**DATA SHOWN**:
------
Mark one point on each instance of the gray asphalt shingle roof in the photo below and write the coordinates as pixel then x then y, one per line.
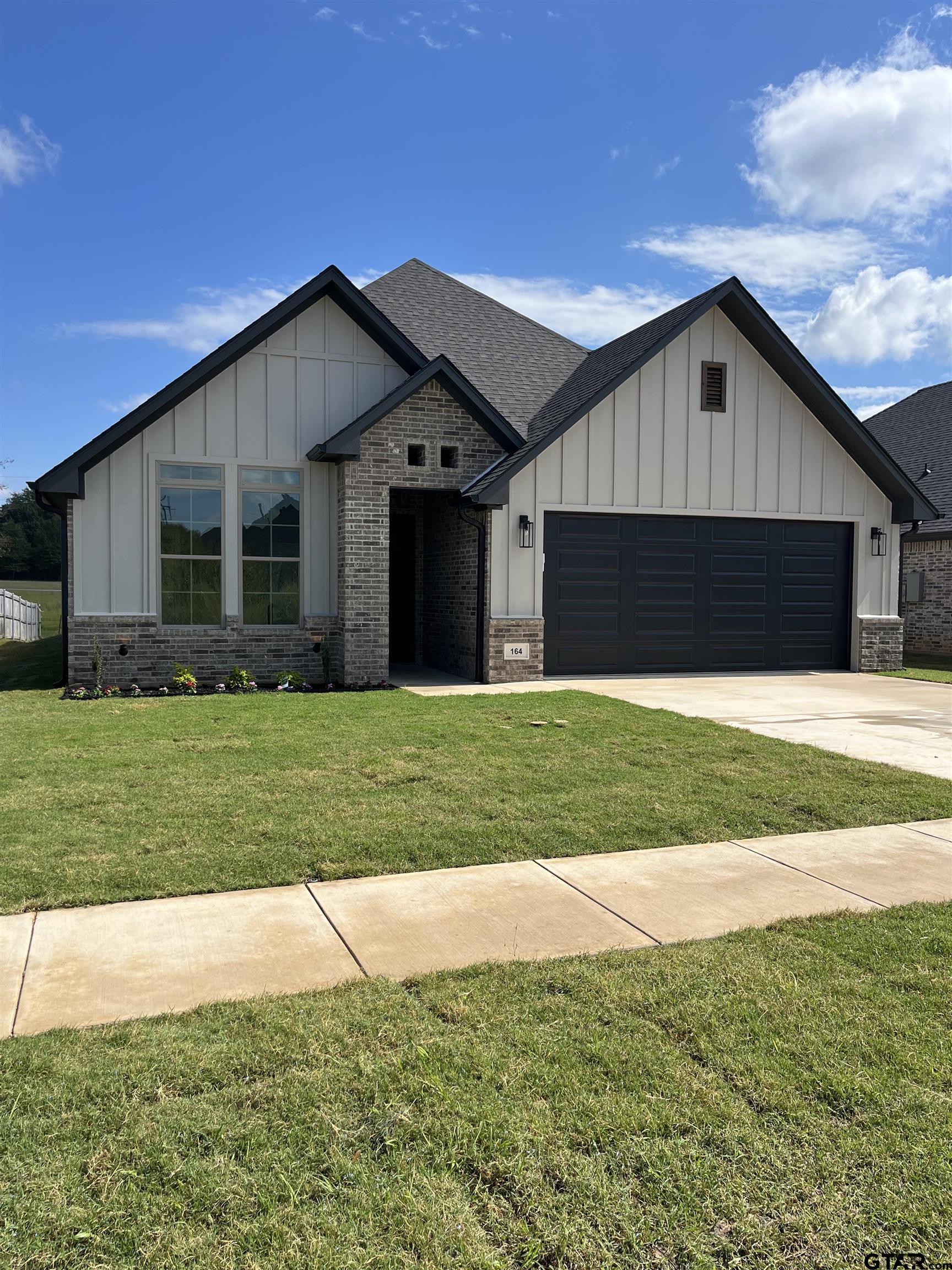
------
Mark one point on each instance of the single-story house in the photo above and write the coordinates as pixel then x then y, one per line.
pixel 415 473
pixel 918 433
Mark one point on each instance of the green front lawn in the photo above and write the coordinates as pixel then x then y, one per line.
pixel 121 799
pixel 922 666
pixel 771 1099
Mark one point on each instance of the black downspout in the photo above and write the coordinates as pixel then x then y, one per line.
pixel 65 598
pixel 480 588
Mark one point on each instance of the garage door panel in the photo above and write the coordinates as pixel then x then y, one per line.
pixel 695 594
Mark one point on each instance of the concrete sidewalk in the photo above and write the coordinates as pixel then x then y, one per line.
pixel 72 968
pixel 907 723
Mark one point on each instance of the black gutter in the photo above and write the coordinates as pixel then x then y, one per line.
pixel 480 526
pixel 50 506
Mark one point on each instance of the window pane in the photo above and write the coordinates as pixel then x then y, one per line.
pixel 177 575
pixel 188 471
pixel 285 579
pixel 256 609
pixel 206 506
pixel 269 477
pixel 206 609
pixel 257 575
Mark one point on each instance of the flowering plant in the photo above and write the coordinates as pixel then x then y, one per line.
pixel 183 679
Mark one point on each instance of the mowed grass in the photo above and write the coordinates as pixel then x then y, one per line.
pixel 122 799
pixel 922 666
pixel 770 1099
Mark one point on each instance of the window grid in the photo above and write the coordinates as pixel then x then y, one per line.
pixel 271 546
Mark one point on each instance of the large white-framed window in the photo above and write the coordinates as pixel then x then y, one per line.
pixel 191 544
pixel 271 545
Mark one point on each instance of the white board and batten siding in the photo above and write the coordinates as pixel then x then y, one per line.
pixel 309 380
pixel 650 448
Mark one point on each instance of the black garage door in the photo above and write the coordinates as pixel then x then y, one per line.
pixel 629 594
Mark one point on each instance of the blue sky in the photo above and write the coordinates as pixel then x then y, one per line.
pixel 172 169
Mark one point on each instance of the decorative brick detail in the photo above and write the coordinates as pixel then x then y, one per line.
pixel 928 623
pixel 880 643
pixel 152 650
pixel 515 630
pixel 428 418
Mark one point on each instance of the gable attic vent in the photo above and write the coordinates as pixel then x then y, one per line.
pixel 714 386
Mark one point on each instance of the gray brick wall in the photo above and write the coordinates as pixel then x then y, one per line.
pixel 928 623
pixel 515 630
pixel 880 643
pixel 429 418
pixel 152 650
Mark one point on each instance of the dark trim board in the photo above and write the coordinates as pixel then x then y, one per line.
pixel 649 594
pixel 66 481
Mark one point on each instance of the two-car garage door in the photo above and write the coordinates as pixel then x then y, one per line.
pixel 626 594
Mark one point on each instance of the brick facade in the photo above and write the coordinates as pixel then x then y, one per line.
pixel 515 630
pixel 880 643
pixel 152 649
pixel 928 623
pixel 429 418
------
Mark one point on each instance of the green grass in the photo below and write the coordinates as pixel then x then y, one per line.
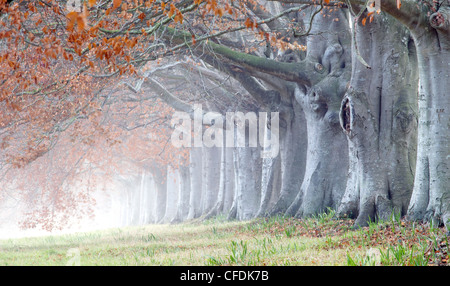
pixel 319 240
------
**TASK**:
Swap "instance" for "occurrence" in the lines from the one with "Mark one point on each instance of the garage" up to and including the one with "pixel 271 545", and give back only those lines with nothing else altered.

**TASK ANSWER**:
Mark one point on each occurrence of the garage door panel in the photo above and write the coordinates as pixel then x then y, one per line.
pixel 695 594
Mark one point on each occurrence of the concrete sidewalk in the photo above and write the coordinates as pixel then x then y, one per line.
pixel 72 968
pixel 907 723
Mark one point on each occurrence of the black gutter in the photo above and write the coordinates as pixel then x then y, one per line.
pixel 480 526
pixel 50 506
Mark one point on each occurrence of the window pane in the photo above and write the coordinates as pixel then x then y, one per line.
pixel 177 575
pixel 188 471
pixel 285 579
pixel 256 609
pixel 206 506
pixel 269 477
pixel 206 609
pixel 257 575
Mark one point on each occurrence of the flowering plant in the photo above and write the coordinates as pixel then x then y, one per line.
pixel 183 679
Mark one point on each occurrence of the mowed grass in the photo above and write the coordinates as pixel then x then y, one per line.
pixel 122 799
pixel 922 666
pixel 770 1099
Mark one point on each occurrence of the window grid in the photo above and write the coordinates as pixel then x then y, one per line.
pixel 271 546
Mark one point on each occurrence of the large white-framed window in the photo above and write the coordinates as pixel then x then y, one per line.
pixel 191 544
pixel 271 545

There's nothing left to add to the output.